• _Tarea asignada 1_
Según el texto sobre los comedores de caridad de Madrid, ¿a qué atribuye Francisco Romero el hecho de no encontrar trabajo? Responda en una a tres oraciones.
• _Tarea asignada 2_
Prosiga el texto sobre los comedores de caridad de Madrid a partir de su última oración.

• _Fragmento seleccionado_

Luis come a diario en las Damas Apostólicas, mediante un vale que renueva cada dos días en la sociedad de caridad La Matritense. Antoñito Fernández, sin vale de caridad oficial, sólo acude a comer los domingos, después de oír misa en el mismo patronato, como si interiormente hiciera un trueque religioso-crematístico, y, a pesar de que Alicia Ulíbarri asegura que no es necesario el vale para entrar. Entre semana, Antoñito opta entre un bocadillo a las doce y media, que dan otras monjas de la calle Españoleto, y un plato de legumbres que ofrecen gratis las Hermanas de la Caridad, en Martínez Campos. El turno oficial de 140 plazas contratadas por Cáritas, el Ministerio del Sanidad, tenencias de alcaldía y La Matritense, comienza a la una del mediodía. La avalancha de madrileños y transeúntes sin vales, extranjeros -suramericanos, marroquíes y personas de color de diversos países- y hasta de enfermos que buscan caldo caliente, han creado ese turno extra. Curiosamente, Dominica Orduna, 74 años, dice que esta comida «descompone el vientre» y que no puede venir al comedor.Un hombre cincuentón que sale del comedor dice que le han echado de casa desde que se quedó en el paro. Un gallego de dieciocho años, Francisco Romero, se queja de que no encuentra trabajo porque tiene la camisa tiznada y mugrienta, aunque confiesa que saca algún dinero pidiendo en una esquina. Antoñito Fernández, entre tanto, se aleja, aprisa para acudir a otras tres citas: un plato caliente en los claretianos de Argüelles, un bocadillo envuelto en papel del Ya, que reparten en el mismo barrio otros religiosos, y que reúne, entre otros, a un señor trajeado y a unos amigos que llevan una botella de vino en el macuto, y otra vez comida caliente en Ferraz, donde de nuevo se encuentran Luis y Antoñito.

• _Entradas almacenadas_

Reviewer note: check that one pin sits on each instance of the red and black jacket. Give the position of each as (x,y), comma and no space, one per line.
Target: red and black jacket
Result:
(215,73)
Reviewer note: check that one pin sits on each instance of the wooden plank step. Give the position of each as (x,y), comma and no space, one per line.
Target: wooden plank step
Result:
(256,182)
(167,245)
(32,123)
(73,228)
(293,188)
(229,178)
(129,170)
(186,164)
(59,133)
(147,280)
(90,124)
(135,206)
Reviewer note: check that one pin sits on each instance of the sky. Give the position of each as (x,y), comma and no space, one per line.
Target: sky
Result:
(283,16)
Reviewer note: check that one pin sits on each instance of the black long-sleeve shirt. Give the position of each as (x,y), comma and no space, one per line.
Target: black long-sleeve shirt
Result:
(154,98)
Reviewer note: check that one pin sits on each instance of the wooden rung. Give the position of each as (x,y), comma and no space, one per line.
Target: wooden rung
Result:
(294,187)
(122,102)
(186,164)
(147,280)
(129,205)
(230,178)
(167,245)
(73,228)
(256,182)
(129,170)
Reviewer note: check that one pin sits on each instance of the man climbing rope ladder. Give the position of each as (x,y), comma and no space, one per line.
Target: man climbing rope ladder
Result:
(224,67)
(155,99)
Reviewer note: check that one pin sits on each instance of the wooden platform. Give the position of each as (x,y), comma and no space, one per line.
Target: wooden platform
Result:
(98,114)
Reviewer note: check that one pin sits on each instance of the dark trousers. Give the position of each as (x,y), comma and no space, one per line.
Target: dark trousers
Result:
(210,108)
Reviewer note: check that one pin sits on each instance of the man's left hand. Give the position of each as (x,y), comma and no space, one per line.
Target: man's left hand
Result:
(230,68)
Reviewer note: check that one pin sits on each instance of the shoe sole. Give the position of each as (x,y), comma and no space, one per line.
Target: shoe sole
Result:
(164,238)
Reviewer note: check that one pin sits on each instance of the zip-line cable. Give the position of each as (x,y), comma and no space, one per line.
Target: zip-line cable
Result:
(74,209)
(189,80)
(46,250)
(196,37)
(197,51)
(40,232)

• _Espacio de respuesta 1_
Francisco Romero atribuye el no encontrar trabajo a que tiene la camisa tiznada y mugrienta.

• _Espacio de respuesta 2_
Por la tarde, la única opción es la del huevo duro, a las ocho, en Corredera Baja, en la Santa y Pontificia Real Hermandad del Refugio. El menú suele repetirse: arroz con patatas y dos huevos duros, pero Dominica Orduna no ha tenido suerte esta vez y no le ha tocado entrar: «Reparten vales para quince días al mes y a mí me toca la segunda quincena, pero si falla alguien que tenga vale ese día puede entrar el primero que llegue, pero hoy han venido todos y me he quedado sin cena». Entre la extraña incompatibilidad que sufre respecto al comedor de Martínez Campos -que parece que sólo le afecta a ella- y los quince días sin vale, Dominica no tiene más recurso que las sobras de comidas que le dan otras monjas de las que fue lavandera.